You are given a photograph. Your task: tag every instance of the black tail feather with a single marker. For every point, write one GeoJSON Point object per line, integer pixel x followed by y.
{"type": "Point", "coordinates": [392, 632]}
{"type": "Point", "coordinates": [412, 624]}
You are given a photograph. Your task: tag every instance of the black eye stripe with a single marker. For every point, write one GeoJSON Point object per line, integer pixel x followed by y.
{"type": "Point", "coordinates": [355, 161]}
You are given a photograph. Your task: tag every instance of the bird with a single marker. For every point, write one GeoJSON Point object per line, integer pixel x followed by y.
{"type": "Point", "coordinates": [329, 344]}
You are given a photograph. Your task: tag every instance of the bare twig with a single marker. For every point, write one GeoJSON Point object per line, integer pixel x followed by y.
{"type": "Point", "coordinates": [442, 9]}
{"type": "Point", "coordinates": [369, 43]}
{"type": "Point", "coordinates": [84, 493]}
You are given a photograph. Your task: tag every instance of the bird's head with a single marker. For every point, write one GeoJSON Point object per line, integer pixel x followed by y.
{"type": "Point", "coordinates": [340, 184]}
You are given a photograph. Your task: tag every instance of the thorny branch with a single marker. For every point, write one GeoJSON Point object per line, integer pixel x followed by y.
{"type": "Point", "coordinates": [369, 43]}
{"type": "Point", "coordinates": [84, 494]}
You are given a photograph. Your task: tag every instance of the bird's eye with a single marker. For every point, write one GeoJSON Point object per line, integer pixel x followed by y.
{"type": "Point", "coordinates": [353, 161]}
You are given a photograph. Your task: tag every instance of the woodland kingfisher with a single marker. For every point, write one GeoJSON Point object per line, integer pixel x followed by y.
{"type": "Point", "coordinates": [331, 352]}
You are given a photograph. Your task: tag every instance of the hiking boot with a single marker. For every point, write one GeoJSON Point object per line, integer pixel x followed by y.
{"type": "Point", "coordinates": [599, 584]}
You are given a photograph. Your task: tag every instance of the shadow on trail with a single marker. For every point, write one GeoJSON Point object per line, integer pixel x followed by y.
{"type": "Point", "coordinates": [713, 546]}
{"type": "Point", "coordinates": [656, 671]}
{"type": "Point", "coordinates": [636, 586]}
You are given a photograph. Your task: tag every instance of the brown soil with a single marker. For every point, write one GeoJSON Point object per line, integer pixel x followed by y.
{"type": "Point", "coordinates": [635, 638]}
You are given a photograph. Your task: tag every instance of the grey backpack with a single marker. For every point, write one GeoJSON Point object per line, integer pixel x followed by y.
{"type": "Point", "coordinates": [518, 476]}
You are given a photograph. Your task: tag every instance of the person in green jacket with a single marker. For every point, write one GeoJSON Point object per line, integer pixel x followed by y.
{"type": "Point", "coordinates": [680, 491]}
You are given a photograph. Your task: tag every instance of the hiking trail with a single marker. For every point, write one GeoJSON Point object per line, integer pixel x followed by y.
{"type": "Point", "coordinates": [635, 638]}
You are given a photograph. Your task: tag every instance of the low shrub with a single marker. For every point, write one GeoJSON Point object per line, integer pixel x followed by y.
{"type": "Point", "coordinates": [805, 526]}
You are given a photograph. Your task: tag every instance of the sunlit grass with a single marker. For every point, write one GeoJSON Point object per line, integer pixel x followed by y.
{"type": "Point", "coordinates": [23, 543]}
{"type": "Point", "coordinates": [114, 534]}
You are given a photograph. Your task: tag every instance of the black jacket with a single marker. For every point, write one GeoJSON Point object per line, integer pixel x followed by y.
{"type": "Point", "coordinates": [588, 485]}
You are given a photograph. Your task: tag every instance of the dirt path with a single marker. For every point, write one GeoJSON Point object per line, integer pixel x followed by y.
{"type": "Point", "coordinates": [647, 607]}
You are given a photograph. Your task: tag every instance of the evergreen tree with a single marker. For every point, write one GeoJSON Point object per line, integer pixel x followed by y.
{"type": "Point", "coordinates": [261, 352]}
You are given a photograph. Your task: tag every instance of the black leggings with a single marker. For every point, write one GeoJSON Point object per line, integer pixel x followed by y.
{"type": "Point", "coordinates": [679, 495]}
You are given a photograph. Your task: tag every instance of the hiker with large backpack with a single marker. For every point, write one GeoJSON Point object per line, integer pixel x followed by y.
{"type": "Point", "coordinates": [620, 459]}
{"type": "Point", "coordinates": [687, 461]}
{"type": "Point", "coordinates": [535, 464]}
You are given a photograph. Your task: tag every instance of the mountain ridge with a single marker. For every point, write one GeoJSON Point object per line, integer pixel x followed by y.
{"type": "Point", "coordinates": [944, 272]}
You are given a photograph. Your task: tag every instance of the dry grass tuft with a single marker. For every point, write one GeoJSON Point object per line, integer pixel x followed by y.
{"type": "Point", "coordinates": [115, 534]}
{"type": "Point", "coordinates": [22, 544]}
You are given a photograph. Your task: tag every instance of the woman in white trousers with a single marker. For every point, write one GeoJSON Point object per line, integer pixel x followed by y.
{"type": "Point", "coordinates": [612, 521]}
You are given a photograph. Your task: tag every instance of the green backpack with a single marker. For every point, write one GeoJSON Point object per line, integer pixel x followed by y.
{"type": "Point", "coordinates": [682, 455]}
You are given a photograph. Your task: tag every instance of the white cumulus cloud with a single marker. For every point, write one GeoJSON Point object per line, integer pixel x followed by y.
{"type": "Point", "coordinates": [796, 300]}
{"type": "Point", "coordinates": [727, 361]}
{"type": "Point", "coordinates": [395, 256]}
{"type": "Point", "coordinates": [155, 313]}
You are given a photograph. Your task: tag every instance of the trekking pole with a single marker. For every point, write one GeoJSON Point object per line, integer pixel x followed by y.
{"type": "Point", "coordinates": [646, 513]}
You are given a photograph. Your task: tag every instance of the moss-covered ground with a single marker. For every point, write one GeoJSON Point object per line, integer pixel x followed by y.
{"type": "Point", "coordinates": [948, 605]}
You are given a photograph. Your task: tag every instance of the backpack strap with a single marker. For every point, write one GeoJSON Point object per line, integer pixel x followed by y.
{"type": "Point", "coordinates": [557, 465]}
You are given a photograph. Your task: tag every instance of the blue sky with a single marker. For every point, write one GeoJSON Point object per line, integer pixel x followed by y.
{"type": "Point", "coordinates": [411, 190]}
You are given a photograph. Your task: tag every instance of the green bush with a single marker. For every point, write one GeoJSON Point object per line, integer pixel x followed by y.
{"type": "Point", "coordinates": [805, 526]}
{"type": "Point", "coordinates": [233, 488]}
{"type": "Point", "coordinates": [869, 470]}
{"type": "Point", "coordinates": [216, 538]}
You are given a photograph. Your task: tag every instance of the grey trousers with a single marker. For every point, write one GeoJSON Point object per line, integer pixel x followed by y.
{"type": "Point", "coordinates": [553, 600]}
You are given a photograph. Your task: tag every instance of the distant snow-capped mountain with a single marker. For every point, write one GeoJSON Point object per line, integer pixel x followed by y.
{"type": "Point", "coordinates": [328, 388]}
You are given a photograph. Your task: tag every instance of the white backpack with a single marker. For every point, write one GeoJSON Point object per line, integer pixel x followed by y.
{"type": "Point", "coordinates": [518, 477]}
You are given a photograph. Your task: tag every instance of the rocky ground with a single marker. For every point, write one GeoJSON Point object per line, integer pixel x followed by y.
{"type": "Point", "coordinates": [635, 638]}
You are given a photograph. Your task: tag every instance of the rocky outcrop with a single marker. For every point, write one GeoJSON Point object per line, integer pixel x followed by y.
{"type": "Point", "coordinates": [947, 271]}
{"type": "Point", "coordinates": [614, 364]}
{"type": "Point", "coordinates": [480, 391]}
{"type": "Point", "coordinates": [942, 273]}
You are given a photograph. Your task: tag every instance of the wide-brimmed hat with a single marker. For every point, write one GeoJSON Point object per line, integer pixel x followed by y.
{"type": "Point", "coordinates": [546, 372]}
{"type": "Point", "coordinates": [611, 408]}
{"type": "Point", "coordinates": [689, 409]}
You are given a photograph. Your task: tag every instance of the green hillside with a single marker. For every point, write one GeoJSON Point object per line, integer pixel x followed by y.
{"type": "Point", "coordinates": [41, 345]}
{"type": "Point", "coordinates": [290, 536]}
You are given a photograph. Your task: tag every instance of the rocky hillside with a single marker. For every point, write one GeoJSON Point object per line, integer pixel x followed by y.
§
• [PROBLEM DETAILS] Set down nothing but the lines from the one with "the rocky ground" through the end of the records, keeping each line exactly as written and including both ends.

• [IN RESPONSE]
You are given a photograph. Your task: tag every instance of the rocky ground with a single marker. For every point, write one GeoJSON Point object per line, integer pixel x followed by y.
{"type": "Point", "coordinates": [635, 638]}
You are given a photograph. Your task: tag every instance of the rocky outcrop with a single marker. For every point, write one GeoJSON Point object per line, integer pixel x followed by y.
{"type": "Point", "coordinates": [947, 271]}
{"type": "Point", "coordinates": [614, 364]}
{"type": "Point", "coordinates": [480, 391]}
{"type": "Point", "coordinates": [942, 273]}
You are given a photograph. Your task: tag every instance of the wide-brimmed hat with a single marker. For every point, write one GeoJSON Point object per line, integer pixel x followed by y.
{"type": "Point", "coordinates": [546, 372]}
{"type": "Point", "coordinates": [611, 408]}
{"type": "Point", "coordinates": [689, 409]}
You are given a photograph. Your task: tag every instance of the green hillside with a single marker. For every point, write one GeoJSON Point object per line, integer pixel x followed by y.
{"type": "Point", "coordinates": [41, 345]}
{"type": "Point", "coordinates": [290, 536]}
You are given a photograph. Your task: tag every instance of the rocky hillside with a single marker. For every point, write one GeoJSON Point object per line, integer pixel x followed by y.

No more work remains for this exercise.